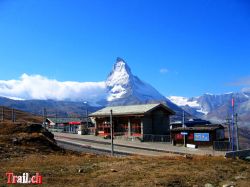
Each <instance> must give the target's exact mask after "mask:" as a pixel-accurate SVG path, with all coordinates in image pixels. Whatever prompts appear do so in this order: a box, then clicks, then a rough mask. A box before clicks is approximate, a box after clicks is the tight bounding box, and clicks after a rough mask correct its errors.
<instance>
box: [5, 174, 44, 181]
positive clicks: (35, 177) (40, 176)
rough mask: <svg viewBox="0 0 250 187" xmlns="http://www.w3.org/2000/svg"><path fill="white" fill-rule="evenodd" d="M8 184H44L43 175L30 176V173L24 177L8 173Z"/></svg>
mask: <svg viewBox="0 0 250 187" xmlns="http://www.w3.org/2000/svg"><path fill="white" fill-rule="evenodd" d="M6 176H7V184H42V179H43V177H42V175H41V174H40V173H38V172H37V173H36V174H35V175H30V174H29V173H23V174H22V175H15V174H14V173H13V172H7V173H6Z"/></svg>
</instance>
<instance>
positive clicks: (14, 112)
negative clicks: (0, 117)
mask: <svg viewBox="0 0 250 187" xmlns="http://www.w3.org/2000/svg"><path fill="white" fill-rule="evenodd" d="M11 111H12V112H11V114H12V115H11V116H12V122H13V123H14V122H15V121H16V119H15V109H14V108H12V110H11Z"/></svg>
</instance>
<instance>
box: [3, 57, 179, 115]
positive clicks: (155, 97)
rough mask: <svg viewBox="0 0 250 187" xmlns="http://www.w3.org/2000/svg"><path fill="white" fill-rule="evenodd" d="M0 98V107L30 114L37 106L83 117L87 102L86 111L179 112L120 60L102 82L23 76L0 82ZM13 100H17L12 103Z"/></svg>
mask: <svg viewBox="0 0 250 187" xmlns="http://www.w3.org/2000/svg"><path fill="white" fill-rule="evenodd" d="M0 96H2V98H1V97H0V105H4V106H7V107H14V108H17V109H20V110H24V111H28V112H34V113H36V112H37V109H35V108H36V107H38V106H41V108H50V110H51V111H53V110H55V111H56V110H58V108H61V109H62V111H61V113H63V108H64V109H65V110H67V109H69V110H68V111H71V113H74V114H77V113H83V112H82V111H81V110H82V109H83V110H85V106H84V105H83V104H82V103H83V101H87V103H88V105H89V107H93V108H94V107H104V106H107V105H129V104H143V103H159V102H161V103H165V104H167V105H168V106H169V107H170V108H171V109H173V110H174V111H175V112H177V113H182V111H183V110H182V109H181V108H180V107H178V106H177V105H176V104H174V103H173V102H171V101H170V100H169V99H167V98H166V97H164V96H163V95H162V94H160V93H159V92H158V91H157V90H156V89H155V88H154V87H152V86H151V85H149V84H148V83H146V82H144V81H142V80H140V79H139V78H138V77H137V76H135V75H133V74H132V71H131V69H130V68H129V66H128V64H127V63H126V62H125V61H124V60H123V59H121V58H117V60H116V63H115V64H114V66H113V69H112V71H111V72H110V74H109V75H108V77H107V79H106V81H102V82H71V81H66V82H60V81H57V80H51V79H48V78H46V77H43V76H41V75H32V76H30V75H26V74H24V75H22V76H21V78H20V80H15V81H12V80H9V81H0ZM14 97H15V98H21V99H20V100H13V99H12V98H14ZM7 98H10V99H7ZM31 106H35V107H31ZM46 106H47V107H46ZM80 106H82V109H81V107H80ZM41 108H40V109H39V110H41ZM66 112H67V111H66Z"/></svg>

WHAT YOU SHOULD DO: Count the lines in the records that contain the string "clicks" with case taken into account, and give only that number.

OUTPUT FOR THIS EXERCISE: 5